* TEXT EXCERPT:
Its been a bit of a rough ride of late.
Another hospital visit amongst the many to the point we have lost count. Another day on the road driving to and from Bristol (roughly 4 hours on the road isn't too bad but is still a long day when you factor in hospital waiting times and the actual appointments)
Except this time, this appointment was to get some answers and a clearer direction on where to go and what will happen.
Do I get a Cochlear Implant?
What help can I get with the head trauma and going from disabled to even more disabled?
What happens now?
After a long wait and being lead into a room full of doctors, surgeons and specialist in various fields, I was told that they couldn't do anything for now and they would like to do more tests before making more decisions....not exactly what I wanted to hear.
I'm tried of hospitals, of life on the road and in waiting rooms, of being prodded, probed, tested, examined, injected, scanned, being made sick to see how I cope, wearing weird electrodes that measure brain activity....I could go on....
I 'm just so tired. We all being slogging on this journey in the hope for answers at the end of the tunnel....only to find there wasn't. They cant do much more at the moment and I have to continue onwards with no help or support.
What more, being told I now needed to move on and I had to think what I am to do with my life just added to the frustration and the incredible loneliness. You could have companions that travel the hard road with you but you are still alone at the end of the day.
How can you know what to do with the one life you have? I had plans that never happened for various reasons, events that derail and improved me, things that I thought I would like that I ended up hating and vice versa....you can plot your life curse as much as you want...the tide is never always in your favour and the seas of life are changeable.
Right now, I know I want a break from hospitals and chasing my health and disability.
I know that eventually I need to look into a small dog to help me a little with my life...I cannot afford a hearing dog and the waiting lists take forever when I'm struggling now.
I need to learn to enjoy my own company and love myself a little more and be more calm and at one with myself.
I want to now look to travel roads of my own choosing, destinations that I actually want to go to and explore the more pleasurable side of life.
I haven't got a map...but dammit, I will draw one up as I explore more and more and plot my own roads!
It was a long enough day and after tears were shed and the reality that the help I need is so slow to come and being deaf with a newly discovered mental disorder is so isolating and hard enough....what can you?
I tell you what I did...
...bought 32 cookies from a little cookie shop! (I had some great value coupons and hardly paid very much in the end!)
We ate cookies on the road home, for breakfast the next day when so exhausted....they were our fuel food!
It was a one-off guilty pleasure moment we needed!
The days that followed, I was in auto-pilot somewhat.
I enjoyed a BBQ that night after getting home from a long day. Maybe a drink or two didn't help as it just made the situation more real and depressing and I just wanted out and quietly snuck off, walking home to try and ignore the burn in my throat of hot tears and that feeling in your stomach when life just dealt you another blow too many.

[Stored records]

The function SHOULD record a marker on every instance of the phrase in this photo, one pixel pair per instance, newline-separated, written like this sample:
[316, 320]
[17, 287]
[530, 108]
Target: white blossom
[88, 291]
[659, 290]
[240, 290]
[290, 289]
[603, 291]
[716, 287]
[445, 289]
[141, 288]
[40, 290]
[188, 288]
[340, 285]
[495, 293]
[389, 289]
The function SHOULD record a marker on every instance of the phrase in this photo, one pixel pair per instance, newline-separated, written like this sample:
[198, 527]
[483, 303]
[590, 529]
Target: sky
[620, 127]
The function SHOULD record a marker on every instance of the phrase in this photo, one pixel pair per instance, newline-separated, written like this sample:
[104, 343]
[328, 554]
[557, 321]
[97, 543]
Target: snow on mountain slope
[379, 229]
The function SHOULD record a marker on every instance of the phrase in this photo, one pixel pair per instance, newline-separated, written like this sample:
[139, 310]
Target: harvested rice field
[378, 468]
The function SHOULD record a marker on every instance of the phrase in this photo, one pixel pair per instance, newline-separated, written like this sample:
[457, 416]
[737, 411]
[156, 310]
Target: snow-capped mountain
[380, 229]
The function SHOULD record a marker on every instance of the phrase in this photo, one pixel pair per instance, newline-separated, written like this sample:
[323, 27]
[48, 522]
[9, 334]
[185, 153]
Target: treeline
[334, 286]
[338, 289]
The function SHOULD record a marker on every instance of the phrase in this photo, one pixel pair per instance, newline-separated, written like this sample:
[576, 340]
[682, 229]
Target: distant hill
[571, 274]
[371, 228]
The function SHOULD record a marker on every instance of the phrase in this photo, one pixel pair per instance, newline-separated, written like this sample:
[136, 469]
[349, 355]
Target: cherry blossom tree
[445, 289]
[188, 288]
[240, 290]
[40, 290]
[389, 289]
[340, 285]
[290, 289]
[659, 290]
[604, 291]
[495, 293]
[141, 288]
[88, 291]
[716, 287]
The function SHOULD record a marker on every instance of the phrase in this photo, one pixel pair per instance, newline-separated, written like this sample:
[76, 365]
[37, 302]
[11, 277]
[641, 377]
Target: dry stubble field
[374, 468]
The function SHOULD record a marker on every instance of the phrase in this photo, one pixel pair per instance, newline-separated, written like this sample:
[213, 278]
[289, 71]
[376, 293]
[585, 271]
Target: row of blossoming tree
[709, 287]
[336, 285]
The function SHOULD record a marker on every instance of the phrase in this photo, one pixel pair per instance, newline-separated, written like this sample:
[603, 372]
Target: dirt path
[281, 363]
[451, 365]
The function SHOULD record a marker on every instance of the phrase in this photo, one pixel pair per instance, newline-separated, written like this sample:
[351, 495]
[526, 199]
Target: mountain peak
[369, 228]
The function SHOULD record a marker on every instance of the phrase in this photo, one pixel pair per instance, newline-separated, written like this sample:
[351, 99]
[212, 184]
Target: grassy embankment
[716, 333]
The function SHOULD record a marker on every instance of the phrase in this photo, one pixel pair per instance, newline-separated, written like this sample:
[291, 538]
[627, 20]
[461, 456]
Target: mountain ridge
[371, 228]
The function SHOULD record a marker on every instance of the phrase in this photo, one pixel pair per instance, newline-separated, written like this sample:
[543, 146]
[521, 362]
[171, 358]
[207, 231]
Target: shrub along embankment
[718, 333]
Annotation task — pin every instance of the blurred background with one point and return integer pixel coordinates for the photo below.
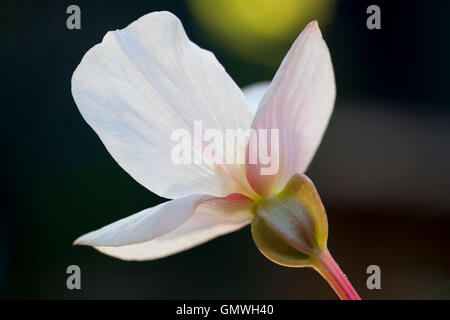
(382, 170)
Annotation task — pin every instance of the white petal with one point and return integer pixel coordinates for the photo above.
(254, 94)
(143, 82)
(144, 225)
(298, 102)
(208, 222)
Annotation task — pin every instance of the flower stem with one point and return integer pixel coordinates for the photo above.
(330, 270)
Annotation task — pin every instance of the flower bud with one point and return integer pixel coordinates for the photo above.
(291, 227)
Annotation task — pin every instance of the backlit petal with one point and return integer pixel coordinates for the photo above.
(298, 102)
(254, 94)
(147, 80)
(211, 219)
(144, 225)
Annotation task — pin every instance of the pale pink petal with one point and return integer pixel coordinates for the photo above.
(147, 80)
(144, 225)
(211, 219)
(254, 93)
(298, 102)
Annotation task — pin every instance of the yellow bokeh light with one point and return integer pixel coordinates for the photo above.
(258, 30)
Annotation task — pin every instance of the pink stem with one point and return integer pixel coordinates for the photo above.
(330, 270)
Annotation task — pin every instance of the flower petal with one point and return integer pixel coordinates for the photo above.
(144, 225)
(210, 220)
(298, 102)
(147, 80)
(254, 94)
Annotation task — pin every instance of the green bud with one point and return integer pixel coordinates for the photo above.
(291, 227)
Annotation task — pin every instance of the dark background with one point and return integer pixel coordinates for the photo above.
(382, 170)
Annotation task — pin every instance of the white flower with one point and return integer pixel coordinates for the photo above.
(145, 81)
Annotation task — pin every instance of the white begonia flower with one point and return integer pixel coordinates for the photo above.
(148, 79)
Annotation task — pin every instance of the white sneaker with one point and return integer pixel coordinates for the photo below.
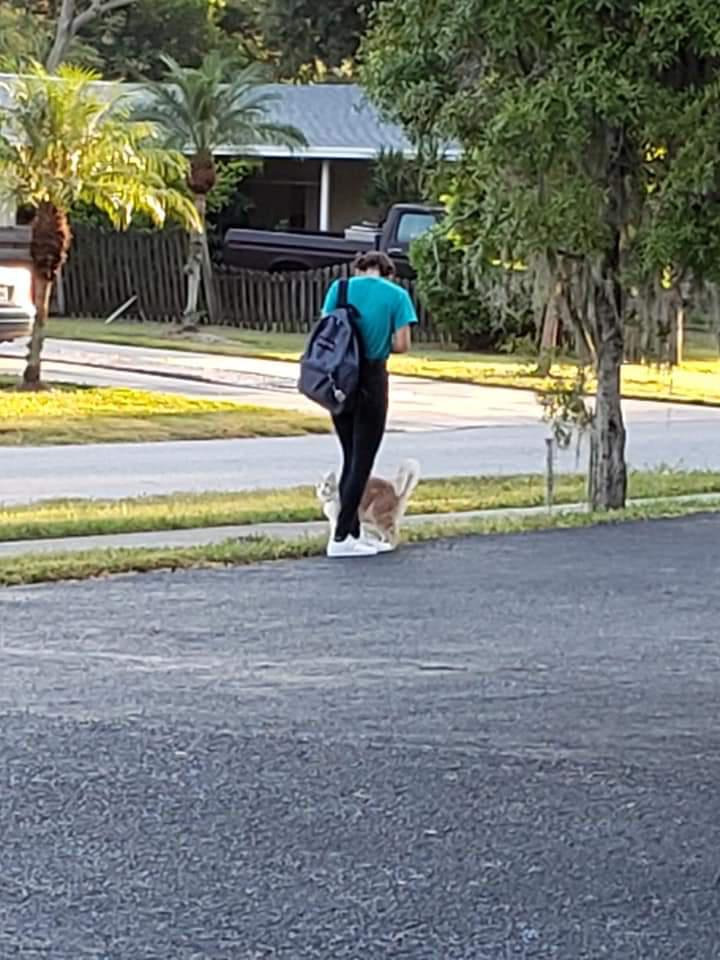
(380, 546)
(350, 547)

* BRIEF 1:
Answer these questions using the post about the hospital visit:
(a) Roughly how many hours on the road does the trip to and from Bristol take?
(b) How many cookies were bought from the little cookie shop?
(c) What two reasons are given for not getting a hearing dog?
* BRIEF 2: Reproduce the passage of the post about the hospital visit from "I need to learn" to "moment we needed!".

* TASK ANSWER 1:
(a) Roughly 4 hours.
(b) 32 cookies.
(c) A hearing dog can't be afforded, and the waiting lists take forever.

* TASK ANSWER 2:
I need to learn to enjoy my own company and love myself a little more and be more calm and at one with myself.
I want to now look to travel roads of my own choosing, destinations that I actually want to go to and explore the more pleasurable side of life.
I haven't got a map...but dammit, I will draw one up as I explore more and more and plot my own roads!
It was a long enough day and after tears were shed and the reality that the help I need is so slow to come and being deaf with a newly discovered mental disorder is so isolating and hard enough....what can you?
I tell you what I did...
...bought 32 cookies from a little cookie shop! (I had some great value coupons and hardly paid very much in the end!)
We ate cookies on the road home, for breakfast the next day when so exhausted....they were our fuel food!
It was a one-off guilty pleasure moment we needed!